Rewrite every line in the records below as a JSON list of strings, with one string per line and blank lines omitted.

• **DATASET ROWS**
..............................

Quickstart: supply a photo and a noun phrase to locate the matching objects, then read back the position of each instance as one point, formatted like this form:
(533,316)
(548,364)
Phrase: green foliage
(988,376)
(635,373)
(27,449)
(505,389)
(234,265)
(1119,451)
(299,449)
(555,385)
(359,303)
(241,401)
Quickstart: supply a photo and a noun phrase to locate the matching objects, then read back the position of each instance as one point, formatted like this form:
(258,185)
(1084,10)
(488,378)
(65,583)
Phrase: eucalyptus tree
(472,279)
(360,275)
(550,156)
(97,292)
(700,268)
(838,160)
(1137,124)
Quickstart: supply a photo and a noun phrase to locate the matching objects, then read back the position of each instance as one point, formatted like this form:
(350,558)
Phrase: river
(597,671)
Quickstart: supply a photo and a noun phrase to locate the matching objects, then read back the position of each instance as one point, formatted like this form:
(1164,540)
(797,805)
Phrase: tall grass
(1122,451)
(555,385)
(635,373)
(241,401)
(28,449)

..............................

• **EXERCISE ANSWER**
[
  "Quickstart: supply a photo and a noun phrase to locate the matching objects, then read back the position of each instance as one point, formatted like this form:",
  "(533,316)",
  "(548,364)",
  "Phrase: green foliage",
  "(988,376)",
  "(635,373)",
  "(27,449)",
  "(505,389)",
  "(234,265)",
  "(1119,451)",
  "(299,449)",
  "(555,385)",
  "(359,303)",
  "(241,401)",
  "Quickstart: supply a photo and a noun phrase to locate the matching objects, then read back the position of each instance as one point, formatted like this form:",
  "(258,185)",
  "(1084,10)",
  "(488,378)",
  "(65,583)",
  "Phrase: eucalyptus tree",
  "(472,279)",
  "(360,275)",
  "(550,156)",
  "(97,292)",
  "(700,268)",
  "(838,160)",
  "(1137,124)",
  "Quickstart: supply a photo and a noun phrase to locate the matching objects, then read back the position of each instance as one point, formatted like this form:",
  "(350,558)",
  "Phrase: river",
  "(597,671)",
  "Quickstart: supply a photo and a noun phrase to locate the matching objects, then read back the position of each instance as one point, formatted like this form:",
  "(1164,540)",
  "(797,805)",
  "Phrase: tall grass",
  "(1122,451)",
  "(555,385)",
  "(635,373)",
  "(241,401)",
  "(28,449)"
]